(Directions): Please count the lines in the data below that contain the string "door", matching case exactly, and give only that number.

━━━━━━━━

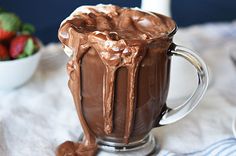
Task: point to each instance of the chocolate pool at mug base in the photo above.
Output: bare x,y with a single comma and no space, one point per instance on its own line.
119,73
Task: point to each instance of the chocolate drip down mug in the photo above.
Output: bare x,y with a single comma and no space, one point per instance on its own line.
119,72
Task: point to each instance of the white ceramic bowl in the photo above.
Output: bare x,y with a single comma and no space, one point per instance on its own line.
15,73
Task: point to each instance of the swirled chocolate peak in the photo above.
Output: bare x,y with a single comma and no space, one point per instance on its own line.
114,23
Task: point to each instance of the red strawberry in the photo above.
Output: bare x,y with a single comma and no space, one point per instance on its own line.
9,25
3,53
23,46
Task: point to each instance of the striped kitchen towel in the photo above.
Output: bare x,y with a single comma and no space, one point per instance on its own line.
226,147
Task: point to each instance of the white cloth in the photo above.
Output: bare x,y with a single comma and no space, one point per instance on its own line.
37,117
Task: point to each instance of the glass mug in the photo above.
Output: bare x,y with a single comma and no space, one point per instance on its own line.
150,109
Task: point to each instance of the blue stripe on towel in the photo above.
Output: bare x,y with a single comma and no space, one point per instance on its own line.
226,147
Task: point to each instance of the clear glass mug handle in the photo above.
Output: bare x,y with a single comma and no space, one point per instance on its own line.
172,115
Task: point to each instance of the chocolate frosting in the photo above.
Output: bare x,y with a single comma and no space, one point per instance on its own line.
117,41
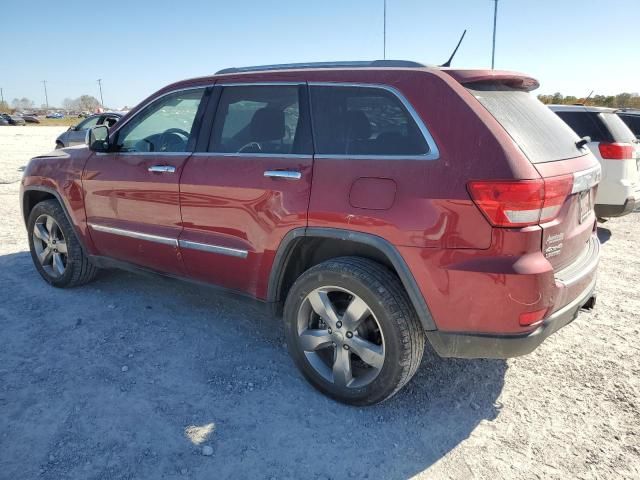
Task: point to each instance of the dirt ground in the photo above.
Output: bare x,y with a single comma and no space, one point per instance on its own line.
133,376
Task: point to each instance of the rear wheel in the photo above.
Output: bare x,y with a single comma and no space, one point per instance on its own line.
55,250
352,331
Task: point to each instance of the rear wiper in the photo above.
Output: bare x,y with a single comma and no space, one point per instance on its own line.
582,142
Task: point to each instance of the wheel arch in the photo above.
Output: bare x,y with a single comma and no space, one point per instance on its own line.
34,194
303,248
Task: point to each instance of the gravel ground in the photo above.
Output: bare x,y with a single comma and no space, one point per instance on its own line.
144,377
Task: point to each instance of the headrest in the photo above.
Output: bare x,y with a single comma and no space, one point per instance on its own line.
267,124
358,126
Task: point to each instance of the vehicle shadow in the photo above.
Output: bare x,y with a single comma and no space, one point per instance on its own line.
201,361
604,234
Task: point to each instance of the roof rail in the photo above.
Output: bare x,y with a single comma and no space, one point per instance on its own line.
296,66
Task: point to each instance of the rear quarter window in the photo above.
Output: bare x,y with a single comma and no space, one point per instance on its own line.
586,124
618,129
539,133
633,122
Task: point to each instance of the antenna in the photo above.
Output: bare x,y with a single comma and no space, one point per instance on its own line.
495,21
384,31
448,62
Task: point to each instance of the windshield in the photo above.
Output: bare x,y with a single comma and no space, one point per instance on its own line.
539,133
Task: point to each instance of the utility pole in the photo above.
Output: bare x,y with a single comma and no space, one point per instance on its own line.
495,21
384,31
46,98
100,87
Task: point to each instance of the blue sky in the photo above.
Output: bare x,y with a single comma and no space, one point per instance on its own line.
137,46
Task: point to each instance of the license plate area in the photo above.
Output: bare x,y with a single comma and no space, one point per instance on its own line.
585,203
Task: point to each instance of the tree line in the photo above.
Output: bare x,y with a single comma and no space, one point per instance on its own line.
621,100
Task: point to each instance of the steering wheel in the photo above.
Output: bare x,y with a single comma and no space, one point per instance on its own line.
249,145
172,138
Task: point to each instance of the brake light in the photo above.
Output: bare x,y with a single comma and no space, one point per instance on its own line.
520,203
616,151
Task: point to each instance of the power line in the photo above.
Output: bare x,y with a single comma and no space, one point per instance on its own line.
46,97
495,21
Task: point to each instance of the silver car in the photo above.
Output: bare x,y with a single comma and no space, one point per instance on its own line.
75,135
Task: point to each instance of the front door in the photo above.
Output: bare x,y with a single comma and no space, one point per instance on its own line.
250,187
131,195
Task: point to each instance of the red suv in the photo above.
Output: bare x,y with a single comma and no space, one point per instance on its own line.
376,205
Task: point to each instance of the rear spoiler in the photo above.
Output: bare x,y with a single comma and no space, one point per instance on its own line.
519,81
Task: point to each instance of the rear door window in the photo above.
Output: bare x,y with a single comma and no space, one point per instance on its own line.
539,133
361,120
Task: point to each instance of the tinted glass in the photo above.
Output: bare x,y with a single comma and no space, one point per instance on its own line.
539,133
586,124
88,123
633,122
617,127
260,119
363,121
164,126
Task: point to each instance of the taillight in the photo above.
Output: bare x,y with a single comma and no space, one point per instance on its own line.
520,203
616,151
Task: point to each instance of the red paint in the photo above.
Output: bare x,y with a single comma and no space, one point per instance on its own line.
473,276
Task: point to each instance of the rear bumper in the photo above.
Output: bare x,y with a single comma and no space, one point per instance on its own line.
471,345
607,211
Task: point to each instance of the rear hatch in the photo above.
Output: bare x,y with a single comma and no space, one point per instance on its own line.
563,199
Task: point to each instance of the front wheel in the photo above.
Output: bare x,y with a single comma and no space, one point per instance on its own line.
352,331
55,250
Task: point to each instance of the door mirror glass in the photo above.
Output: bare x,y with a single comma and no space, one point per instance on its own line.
97,138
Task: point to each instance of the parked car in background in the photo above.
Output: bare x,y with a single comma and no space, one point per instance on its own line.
76,135
12,119
632,118
29,118
445,205
618,151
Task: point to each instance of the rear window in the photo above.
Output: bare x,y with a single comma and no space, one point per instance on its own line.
539,133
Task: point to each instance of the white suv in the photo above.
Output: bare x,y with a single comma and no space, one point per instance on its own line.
617,149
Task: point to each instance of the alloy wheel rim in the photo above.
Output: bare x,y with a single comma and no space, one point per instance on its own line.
340,337
50,246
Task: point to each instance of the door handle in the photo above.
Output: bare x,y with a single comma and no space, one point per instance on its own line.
162,169
288,174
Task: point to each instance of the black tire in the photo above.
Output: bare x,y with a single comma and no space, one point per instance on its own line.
399,326
78,269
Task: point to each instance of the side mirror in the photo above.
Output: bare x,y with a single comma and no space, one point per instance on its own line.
97,138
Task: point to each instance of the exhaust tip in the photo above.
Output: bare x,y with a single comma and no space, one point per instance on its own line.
589,304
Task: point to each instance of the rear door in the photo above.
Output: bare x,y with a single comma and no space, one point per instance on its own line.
248,186
570,173
132,194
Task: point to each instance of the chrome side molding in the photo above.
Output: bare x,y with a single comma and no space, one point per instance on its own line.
131,234
288,174
162,169
203,247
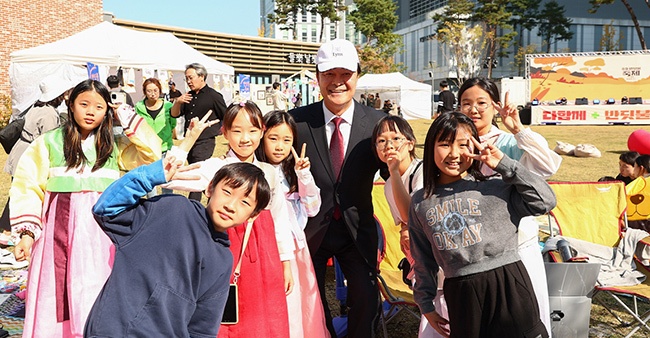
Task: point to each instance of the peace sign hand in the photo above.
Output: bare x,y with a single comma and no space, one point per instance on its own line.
489,154
509,115
302,161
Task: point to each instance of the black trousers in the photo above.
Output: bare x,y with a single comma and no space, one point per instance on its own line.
362,294
495,303
201,151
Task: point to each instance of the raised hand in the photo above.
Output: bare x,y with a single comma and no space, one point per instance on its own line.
489,154
180,173
170,166
23,250
302,161
509,115
185,98
197,126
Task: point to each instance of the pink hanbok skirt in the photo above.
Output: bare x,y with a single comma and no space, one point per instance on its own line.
306,315
69,265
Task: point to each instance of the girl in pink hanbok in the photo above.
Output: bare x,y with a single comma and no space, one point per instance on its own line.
306,315
56,183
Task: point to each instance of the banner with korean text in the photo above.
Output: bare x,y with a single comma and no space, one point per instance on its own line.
598,76
591,114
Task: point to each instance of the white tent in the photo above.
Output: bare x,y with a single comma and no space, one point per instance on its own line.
413,98
108,46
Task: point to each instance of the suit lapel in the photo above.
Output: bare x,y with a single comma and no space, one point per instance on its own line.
357,132
319,137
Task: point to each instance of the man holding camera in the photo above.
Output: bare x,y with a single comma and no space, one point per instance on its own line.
121,96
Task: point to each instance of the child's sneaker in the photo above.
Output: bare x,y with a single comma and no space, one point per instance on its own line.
9,262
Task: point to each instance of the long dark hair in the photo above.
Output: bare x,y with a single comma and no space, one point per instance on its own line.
486,84
54,103
104,141
272,119
444,127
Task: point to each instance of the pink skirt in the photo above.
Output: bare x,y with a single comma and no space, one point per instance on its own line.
69,265
262,302
306,315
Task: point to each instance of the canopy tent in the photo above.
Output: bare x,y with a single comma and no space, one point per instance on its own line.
413,98
106,45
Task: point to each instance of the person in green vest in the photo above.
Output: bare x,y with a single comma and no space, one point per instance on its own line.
156,111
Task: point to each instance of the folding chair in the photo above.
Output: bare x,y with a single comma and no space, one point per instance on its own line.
396,294
595,212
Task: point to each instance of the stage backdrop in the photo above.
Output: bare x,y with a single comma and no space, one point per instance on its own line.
595,77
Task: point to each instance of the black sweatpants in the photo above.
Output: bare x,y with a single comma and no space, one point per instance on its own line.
495,303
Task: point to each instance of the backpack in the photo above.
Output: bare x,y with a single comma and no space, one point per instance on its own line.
10,134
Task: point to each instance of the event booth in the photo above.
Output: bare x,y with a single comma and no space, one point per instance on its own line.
413,98
139,54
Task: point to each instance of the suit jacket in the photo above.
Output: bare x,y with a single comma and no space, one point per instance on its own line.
354,190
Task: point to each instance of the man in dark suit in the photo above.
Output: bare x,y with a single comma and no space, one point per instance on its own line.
336,130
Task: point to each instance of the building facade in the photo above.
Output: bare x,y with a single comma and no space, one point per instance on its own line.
27,24
425,60
263,60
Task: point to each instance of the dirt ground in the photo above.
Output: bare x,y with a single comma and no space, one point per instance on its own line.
403,325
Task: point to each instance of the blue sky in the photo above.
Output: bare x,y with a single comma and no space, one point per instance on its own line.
224,16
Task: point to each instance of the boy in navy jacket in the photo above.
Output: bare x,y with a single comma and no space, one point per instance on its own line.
172,264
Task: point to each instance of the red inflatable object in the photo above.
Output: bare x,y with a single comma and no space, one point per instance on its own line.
639,141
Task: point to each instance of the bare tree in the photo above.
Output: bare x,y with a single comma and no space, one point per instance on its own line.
595,5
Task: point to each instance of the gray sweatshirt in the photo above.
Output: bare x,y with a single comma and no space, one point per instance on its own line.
470,226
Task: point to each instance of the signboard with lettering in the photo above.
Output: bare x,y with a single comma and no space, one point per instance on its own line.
591,115
301,58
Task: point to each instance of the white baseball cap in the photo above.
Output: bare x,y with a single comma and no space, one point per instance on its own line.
337,53
53,86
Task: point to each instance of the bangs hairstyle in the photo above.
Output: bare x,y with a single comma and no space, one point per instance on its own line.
276,118
629,157
104,141
395,124
249,176
253,111
444,128
488,85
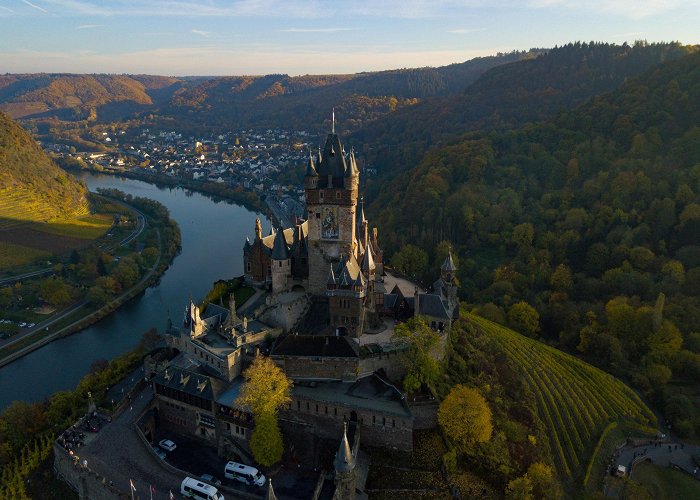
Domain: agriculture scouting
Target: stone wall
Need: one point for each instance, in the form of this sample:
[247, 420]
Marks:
[391, 362]
[326, 421]
[87, 483]
[319, 368]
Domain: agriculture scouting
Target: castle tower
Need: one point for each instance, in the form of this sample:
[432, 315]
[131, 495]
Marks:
[448, 270]
[331, 187]
[344, 464]
[281, 264]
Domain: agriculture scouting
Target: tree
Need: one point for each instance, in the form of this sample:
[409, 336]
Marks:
[266, 441]
[524, 318]
[411, 261]
[266, 388]
[519, 489]
[423, 367]
[465, 416]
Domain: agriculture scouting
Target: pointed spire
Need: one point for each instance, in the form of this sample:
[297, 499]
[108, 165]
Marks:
[279, 248]
[311, 168]
[449, 264]
[270, 492]
[344, 460]
[331, 277]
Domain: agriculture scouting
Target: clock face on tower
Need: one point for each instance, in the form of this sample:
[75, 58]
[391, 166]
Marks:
[329, 223]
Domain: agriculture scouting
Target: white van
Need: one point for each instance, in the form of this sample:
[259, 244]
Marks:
[244, 474]
[196, 489]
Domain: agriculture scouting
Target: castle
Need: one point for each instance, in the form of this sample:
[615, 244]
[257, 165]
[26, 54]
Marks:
[332, 266]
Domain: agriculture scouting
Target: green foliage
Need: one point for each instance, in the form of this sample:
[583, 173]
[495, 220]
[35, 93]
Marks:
[574, 400]
[266, 441]
[419, 357]
[524, 318]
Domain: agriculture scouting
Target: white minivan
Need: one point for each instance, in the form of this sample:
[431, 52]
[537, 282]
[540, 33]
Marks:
[196, 489]
[244, 473]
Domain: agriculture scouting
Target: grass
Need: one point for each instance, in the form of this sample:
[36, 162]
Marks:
[663, 483]
[88, 227]
[575, 400]
[16, 255]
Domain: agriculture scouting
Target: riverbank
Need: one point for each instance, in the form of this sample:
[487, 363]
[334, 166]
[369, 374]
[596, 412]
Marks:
[76, 317]
[248, 199]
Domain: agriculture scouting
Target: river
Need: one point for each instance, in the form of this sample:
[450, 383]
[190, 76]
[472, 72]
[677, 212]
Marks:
[213, 233]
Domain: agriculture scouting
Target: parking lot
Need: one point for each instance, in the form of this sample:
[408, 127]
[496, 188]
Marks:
[117, 452]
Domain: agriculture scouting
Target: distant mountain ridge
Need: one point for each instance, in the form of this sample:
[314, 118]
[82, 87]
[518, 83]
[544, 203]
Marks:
[32, 186]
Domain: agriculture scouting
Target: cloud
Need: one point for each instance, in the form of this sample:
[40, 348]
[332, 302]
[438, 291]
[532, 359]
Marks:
[633, 9]
[213, 60]
[316, 30]
[36, 6]
[466, 31]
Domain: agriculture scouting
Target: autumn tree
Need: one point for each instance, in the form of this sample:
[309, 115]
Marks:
[465, 416]
[264, 392]
[419, 356]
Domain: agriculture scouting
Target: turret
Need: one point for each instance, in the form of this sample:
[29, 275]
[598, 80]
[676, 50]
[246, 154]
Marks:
[281, 263]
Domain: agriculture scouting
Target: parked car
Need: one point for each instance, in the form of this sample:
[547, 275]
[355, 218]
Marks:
[167, 445]
[208, 478]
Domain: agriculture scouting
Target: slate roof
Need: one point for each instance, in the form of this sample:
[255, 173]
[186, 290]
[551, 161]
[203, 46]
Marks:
[432, 305]
[316, 346]
[191, 382]
[280, 251]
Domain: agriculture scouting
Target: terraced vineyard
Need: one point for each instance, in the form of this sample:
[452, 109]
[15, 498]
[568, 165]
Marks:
[575, 400]
[19, 207]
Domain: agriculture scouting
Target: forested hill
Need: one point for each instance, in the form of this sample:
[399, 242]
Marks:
[510, 95]
[304, 102]
[32, 186]
[202, 104]
[592, 218]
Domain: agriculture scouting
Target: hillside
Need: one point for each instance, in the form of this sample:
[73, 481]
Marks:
[589, 223]
[75, 97]
[548, 407]
[510, 95]
[32, 186]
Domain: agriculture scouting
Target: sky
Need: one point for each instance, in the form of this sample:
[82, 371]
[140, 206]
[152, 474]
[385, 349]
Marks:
[297, 37]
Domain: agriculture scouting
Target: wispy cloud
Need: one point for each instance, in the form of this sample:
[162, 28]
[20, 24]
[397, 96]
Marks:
[633, 9]
[316, 30]
[35, 6]
[466, 31]
[633, 34]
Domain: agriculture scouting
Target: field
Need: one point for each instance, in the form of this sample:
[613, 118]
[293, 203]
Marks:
[16, 255]
[31, 231]
[662, 483]
[575, 400]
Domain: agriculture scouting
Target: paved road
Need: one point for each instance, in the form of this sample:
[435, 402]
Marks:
[117, 453]
[662, 454]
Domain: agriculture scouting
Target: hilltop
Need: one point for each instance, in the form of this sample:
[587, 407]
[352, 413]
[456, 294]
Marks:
[548, 406]
[32, 186]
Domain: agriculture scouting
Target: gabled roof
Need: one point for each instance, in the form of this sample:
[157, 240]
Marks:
[280, 251]
[432, 305]
[333, 162]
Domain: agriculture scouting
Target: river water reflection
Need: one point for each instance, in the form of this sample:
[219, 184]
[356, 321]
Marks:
[213, 233]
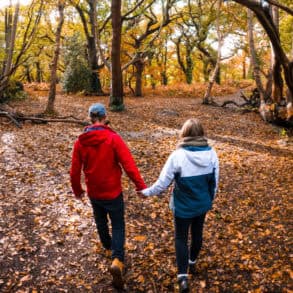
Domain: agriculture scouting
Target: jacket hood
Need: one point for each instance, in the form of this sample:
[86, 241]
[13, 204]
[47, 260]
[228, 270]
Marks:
[199, 156]
[94, 135]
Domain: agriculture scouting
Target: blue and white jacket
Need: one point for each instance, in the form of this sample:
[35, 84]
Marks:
[196, 173]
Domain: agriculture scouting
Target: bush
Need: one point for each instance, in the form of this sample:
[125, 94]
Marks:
[76, 78]
[77, 75]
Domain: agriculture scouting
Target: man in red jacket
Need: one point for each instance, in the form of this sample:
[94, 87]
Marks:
[100, 153]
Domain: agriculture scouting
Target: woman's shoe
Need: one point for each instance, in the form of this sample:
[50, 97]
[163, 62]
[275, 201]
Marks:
[183, 285]
[192, 270]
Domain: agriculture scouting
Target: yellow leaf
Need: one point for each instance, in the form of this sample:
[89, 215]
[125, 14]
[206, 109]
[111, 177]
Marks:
[140, 238]
[141, 279]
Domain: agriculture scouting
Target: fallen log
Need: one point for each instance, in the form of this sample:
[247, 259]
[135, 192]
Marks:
[17, 118]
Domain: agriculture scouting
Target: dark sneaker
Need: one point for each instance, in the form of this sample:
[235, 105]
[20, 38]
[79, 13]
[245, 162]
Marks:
[183, 285]
[192, 270]
[116, 271]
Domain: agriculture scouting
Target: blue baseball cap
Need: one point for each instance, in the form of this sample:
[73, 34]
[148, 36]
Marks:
[97, 109]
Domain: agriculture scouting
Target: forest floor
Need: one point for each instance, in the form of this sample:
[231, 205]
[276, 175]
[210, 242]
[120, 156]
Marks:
[48, 239]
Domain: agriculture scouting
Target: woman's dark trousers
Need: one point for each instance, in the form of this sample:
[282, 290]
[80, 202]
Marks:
[182, 227]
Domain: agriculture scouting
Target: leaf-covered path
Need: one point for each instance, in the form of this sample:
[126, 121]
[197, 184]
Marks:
[48, 241]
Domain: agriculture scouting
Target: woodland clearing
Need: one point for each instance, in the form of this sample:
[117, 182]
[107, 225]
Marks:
[48, 239]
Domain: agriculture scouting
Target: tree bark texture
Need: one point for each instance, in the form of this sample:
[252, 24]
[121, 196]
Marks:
[264, 17]
[116, 97]
[53, 82]
[10, 34]
[206, 99]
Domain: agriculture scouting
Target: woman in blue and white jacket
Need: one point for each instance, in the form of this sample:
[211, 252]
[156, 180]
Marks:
[194, 167]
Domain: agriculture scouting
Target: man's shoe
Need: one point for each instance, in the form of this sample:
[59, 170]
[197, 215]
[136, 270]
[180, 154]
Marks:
[107, 253]
[192, 270]
[116, 271]
[183, 285]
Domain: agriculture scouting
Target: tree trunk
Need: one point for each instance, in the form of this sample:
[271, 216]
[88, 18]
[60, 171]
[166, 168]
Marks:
[264, 17]
[116, 97]
[189, 65]
[10, 34]
[139, 67]
[253, 57]
[52, 90]
[277, 85]
[96, 86]
[207, 99]
[39, 74]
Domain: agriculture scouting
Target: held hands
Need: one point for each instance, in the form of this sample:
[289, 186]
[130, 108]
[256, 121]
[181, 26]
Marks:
[140, 194]
[81, 196]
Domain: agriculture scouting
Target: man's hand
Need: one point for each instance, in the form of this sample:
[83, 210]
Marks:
[140, 194]
[81, 196]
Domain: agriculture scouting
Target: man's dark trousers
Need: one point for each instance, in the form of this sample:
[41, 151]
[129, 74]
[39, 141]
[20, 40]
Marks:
[115, 209]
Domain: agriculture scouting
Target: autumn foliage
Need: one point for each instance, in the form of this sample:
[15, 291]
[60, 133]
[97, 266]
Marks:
[48, 238]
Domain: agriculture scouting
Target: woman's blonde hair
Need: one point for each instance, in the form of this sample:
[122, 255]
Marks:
[192, 127]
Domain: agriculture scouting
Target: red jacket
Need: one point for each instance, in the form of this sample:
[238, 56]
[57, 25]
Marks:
[101, 152]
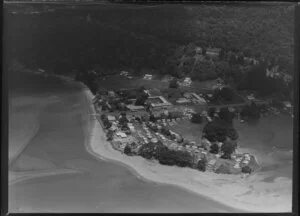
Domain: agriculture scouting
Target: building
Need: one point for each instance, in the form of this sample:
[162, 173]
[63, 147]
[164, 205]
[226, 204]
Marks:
[211, 165]
[121, 134]
[287, 104]
[148, 76]
[41, 70]
[199, 99]
[249, 60]
[187, 81]
[198, 50]
[133, 108]
[213, 52]
[124, 73]
[111, 118]
[183, 100]
[163, 102]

━━━━━━━━

(Exercise output): 5